■ **Data records**:

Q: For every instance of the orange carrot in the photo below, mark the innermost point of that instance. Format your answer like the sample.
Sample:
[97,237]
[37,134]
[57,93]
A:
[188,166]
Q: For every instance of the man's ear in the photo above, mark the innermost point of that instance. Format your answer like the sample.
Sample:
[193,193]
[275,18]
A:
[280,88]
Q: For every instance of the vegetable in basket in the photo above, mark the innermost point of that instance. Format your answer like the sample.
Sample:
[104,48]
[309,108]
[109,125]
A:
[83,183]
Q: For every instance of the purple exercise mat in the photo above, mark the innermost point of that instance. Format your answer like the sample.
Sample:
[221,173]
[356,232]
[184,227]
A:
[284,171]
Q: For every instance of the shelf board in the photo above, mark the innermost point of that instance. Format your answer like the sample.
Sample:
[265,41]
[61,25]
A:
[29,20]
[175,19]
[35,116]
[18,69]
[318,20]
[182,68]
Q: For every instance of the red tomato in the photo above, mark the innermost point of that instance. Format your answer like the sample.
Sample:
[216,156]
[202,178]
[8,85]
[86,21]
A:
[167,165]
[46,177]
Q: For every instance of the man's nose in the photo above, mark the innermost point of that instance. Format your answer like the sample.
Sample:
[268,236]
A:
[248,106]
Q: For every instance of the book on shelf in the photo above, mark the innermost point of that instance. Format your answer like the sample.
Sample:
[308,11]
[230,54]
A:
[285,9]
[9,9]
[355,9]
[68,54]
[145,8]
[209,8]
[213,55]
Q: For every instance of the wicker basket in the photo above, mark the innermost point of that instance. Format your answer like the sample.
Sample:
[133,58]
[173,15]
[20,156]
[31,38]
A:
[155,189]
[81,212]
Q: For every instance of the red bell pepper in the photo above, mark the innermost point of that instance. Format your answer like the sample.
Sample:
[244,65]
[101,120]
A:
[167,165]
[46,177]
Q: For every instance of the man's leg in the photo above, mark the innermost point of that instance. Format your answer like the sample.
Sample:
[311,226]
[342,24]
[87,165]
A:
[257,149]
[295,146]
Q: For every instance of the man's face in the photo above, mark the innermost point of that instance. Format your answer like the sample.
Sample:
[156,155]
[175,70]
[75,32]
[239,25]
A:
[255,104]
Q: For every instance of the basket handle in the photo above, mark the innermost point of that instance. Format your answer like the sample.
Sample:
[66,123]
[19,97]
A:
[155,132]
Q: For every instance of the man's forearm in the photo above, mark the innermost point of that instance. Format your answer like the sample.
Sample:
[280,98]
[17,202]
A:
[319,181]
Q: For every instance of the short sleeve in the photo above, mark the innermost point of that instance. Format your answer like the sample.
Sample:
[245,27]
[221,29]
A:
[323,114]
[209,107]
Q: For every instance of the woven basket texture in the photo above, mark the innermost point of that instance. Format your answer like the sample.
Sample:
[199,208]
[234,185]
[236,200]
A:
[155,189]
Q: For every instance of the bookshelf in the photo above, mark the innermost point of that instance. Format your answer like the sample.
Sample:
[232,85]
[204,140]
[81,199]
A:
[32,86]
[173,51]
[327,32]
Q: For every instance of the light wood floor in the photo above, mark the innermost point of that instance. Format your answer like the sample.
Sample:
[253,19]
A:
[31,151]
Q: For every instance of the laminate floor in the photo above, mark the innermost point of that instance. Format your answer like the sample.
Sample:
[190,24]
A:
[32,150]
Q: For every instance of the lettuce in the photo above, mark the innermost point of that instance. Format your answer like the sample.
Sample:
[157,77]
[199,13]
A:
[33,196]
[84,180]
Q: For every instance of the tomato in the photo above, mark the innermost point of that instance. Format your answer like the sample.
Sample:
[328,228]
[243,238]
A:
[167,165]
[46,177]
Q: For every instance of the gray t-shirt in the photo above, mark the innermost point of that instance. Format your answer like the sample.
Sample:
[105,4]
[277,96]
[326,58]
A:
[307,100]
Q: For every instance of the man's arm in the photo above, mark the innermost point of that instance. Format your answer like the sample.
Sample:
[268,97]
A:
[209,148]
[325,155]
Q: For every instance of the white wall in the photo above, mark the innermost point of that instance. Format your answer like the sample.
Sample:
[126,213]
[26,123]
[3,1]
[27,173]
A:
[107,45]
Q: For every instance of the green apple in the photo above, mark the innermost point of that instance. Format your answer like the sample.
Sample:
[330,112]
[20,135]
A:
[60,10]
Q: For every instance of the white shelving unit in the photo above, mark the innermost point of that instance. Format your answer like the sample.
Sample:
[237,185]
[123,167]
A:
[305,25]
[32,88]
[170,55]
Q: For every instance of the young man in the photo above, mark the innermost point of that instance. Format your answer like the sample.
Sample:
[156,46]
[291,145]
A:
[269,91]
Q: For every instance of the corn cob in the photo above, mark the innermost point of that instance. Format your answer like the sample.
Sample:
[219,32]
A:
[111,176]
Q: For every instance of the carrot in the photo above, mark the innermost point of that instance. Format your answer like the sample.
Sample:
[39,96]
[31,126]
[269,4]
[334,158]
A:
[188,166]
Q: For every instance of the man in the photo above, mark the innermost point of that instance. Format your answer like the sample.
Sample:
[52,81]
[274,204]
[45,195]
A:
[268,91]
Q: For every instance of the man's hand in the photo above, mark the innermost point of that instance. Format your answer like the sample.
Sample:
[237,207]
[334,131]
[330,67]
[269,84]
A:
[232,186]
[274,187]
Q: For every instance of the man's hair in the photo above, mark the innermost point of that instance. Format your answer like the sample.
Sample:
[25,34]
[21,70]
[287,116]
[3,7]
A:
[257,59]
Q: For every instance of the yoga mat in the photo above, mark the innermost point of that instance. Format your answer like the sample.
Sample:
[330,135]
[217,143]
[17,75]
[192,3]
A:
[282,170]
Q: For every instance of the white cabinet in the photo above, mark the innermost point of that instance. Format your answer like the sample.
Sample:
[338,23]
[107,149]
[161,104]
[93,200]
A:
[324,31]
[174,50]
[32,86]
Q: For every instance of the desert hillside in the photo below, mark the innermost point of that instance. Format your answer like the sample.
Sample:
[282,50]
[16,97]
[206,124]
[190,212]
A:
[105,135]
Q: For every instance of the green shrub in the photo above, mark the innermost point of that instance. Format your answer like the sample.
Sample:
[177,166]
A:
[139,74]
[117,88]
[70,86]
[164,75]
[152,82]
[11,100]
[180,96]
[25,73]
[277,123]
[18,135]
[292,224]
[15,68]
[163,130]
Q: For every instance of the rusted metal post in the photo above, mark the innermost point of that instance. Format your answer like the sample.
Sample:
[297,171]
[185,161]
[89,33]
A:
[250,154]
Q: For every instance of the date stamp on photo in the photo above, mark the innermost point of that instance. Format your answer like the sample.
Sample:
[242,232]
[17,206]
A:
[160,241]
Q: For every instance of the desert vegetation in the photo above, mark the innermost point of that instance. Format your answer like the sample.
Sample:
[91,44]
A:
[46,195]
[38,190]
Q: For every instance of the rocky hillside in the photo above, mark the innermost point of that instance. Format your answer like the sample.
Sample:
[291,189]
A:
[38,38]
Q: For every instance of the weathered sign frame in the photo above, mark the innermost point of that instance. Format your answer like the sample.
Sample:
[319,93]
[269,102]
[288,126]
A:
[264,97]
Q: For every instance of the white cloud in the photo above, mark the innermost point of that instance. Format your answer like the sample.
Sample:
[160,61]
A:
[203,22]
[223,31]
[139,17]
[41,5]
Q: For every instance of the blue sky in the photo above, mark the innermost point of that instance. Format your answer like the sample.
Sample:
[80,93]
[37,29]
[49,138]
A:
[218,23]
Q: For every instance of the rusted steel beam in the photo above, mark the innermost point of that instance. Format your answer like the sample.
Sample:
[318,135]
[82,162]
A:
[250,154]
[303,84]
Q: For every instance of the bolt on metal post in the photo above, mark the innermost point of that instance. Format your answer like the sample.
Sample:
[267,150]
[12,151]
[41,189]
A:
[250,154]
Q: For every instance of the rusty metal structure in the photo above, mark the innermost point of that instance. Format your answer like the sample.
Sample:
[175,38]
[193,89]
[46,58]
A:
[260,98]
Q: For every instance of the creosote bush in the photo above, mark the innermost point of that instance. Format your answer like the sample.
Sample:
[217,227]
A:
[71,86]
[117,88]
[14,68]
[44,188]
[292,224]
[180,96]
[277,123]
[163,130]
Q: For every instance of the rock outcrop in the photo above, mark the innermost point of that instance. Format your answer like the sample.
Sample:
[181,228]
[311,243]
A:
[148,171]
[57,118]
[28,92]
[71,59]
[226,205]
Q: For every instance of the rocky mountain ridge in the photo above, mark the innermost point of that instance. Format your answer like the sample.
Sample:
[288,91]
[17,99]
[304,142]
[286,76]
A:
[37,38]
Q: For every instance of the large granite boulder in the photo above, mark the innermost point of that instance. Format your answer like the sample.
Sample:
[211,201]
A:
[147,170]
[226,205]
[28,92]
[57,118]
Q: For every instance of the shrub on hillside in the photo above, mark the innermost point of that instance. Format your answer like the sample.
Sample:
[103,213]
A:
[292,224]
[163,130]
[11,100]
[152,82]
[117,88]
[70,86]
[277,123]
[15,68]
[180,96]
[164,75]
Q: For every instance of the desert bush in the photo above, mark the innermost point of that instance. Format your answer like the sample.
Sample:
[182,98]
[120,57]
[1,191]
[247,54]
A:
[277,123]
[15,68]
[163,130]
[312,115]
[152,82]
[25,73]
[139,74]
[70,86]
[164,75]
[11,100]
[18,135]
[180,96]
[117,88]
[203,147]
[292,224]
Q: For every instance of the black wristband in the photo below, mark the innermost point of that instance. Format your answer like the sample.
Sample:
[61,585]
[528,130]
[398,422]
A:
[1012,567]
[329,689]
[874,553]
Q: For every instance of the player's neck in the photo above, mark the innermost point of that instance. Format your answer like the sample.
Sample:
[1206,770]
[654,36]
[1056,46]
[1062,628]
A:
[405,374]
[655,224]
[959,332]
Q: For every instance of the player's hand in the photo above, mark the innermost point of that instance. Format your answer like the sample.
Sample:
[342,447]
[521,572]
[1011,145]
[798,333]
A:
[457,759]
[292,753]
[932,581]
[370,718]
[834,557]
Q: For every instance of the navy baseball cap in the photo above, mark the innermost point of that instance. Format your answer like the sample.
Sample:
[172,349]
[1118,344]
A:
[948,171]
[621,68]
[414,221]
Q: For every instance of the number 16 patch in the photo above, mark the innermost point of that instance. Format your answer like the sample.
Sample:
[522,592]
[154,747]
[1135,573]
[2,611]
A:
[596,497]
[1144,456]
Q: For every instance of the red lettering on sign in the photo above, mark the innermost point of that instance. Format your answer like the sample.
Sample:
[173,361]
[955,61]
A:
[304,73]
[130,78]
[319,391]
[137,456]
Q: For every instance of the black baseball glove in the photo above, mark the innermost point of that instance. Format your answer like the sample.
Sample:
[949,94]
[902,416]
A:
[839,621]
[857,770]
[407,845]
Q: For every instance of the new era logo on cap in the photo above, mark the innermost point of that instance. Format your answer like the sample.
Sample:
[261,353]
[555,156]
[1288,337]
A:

■ **Aim of the task**: Please find the lines in the data that contain the word "post" and copy them.

■ **Exercise solution**:
Q: For every instance of the rusted metal post in the photo above, mark the innermost point of that instance. Format your answer like the sample.
Q: For every instance of the bolt on metal post in the photo above, mark the innermost point of that instance. Format your answer like the sample.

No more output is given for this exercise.